- **DIRECTIVE**:
Write out all of the records below verbatim, keeping every line unchanged.

- **RECORDS FOR THE TASK**:

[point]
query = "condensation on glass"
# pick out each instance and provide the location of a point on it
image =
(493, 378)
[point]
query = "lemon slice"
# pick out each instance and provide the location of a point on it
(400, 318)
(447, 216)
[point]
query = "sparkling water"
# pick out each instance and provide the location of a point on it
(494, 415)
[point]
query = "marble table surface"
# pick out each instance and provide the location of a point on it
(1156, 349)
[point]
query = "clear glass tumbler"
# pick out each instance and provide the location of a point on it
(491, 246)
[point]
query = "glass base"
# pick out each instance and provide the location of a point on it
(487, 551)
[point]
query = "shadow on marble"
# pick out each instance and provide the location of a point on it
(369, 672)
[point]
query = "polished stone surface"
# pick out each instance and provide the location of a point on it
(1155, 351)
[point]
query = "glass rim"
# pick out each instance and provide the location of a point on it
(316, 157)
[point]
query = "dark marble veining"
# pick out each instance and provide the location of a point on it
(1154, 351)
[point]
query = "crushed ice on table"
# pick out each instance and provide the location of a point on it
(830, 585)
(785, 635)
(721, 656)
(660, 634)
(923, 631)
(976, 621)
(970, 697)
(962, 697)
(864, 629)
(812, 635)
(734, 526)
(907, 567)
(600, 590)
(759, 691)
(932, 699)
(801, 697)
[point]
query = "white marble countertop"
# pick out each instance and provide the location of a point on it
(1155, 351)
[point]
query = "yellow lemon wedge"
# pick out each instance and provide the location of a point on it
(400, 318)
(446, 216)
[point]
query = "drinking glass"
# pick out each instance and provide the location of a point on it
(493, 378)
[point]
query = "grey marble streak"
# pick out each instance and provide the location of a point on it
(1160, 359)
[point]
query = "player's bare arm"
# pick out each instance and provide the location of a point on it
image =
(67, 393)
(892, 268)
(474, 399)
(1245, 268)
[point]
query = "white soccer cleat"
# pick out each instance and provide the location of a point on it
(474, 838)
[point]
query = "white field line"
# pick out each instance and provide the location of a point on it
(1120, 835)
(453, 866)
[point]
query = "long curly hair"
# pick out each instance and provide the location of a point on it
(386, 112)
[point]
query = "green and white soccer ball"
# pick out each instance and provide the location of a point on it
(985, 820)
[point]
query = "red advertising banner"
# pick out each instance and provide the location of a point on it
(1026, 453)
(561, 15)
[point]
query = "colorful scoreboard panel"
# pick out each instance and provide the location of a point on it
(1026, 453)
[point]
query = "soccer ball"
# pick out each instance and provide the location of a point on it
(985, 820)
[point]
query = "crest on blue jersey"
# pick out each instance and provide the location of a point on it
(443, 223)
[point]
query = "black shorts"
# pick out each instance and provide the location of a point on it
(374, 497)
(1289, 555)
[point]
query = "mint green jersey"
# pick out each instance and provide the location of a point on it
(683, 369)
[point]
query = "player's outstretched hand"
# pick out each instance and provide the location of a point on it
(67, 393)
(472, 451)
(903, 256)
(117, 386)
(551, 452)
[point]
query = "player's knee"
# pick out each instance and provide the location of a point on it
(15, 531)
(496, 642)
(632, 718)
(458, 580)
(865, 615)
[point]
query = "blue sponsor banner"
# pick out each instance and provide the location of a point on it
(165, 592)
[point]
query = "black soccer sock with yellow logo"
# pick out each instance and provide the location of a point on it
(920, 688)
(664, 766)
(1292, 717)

- **TASK SOLUTION**:
[point]
query = "condensation on glass"
# pick out each instance and provide the location of a point on it
image =
(493, 378)
[point]
query = "lemon slice"
# pick out each instance and provide the location of a point on it
(400, 318)
(447, 216)
[point]
query = "sparkling water"
# pick out each instance and provide the location of a point on it
(494, 415)
[point]
query = "marble table surface"
# pick out each instance and provide the location of a point on it
(1156, 349)
[point]
query = "clear glass tumbler"
# pick out each instance and provide the location of a point on it
(491, 246)
[point]
query = "glass base"
# pick out each instance and provide the location of a point on it
(487, 551)
[point]
query = "shadow on marble"
# pick out each instance and provide the location of a point on it
(369, 672)
[point]
query = "polished stone surface"
# pick out each instance and provide the location of a point on it
(1155, 351)
[point]
query = "glass rim"
# pick out each instance and provide the location of a point on it
(316, 157)
[point]
query = "dark marble veining"
# pick out each instance and provide the location of a point on it
(1154, 351)
[point]
query = "crushed ice on table"
# pick out each instance and provide the location of a point on it
(830, 585)
(785, 635)
(721, 656)
(660, 634)
(923, 631)
(976, 621)
(970, 697)
(962, 697)
(864, 629)
(812, 635)
(734, 526)
(907, 567)
(600, 590)
(759, 691)
(932, 699)
(801, 697)
[point]
query = "white marble countertop"
# pick out each instance and provide the location of a point on it
(1155, 351)
[point]
query = "yellow lemon wedge"
# pick out each instance and provide the location of a point on it
(400, 318)
(446, 216)
[point]
query = "drinking glass"
# pick out each instance and provide the location of a point on it
(493, 378)
[point]
query = "grey marble streak"
# pick out each instance and provide the location of a point on it
(1160, 359)
[point]
query = "player's bare arm"
# pick out each instance and provide the location of a point on it
image =
(67, 393)
(892, 268)
(474, 399)
(1245, 268)
[point]
query = "white soccer cleat"
# pick out each instance and provide the location of a point on it
(474, 838)
[point]
query = "white field line"
# pick out each instance and provide the location of a point on it
(1120, 835)
(453, 866)
[point]
query = "long curly hair"
# pick out each instance and provide the location of a point on it
(386, 112)
[point]
query = "green and white soccer ball"
# pick out each instance and provide the location of a point on it
(985, 820)
[point]
query = "red advertising banner"
# pick out each instance and provide the location of a point on it
(1026, 453)
(561, 15)
[point]
query = "colorful scoreboard panel"
# pick out each instance and provide the location of a point on it
(1026, 453)
[point]
query = "soccer ball"
# pick out each instance and provide the location of a point on it
(985, 820)
[point]
query = "crest on blue jersey"
# pick out each instance and provide the location of a point on it
(443, 223)
[point]
query = "black shorts"
# pick out each instance and provide the location of a point on it
(374, 497)
(1289, 555)
[point]
query = "mint green jersey"
# pick out each instance and provide the location of a point on it
(683, 369)
[point]
query = "player's outstretched hand"
# pick out each instance and provide the location of a point on it
(67, 393)
(472, 451)
(903, 256)
(117, 386)
(551, 452)
[point]
query = "player's knee"
# pick out each instance and provide the location of a point on it
(15, 531)
(496, 642)
(632, 718)
(458, 580)
(865, 615)
[point]
query = "blue sponsor banner"
# pick out each instance and provide the location of a point on it
(165, 592)
[point]
query = "black soccer sock with yellow logo"
# pick out each instance and provide the location of a point on it
(920, 688)
(664, 766)
(1292, 717)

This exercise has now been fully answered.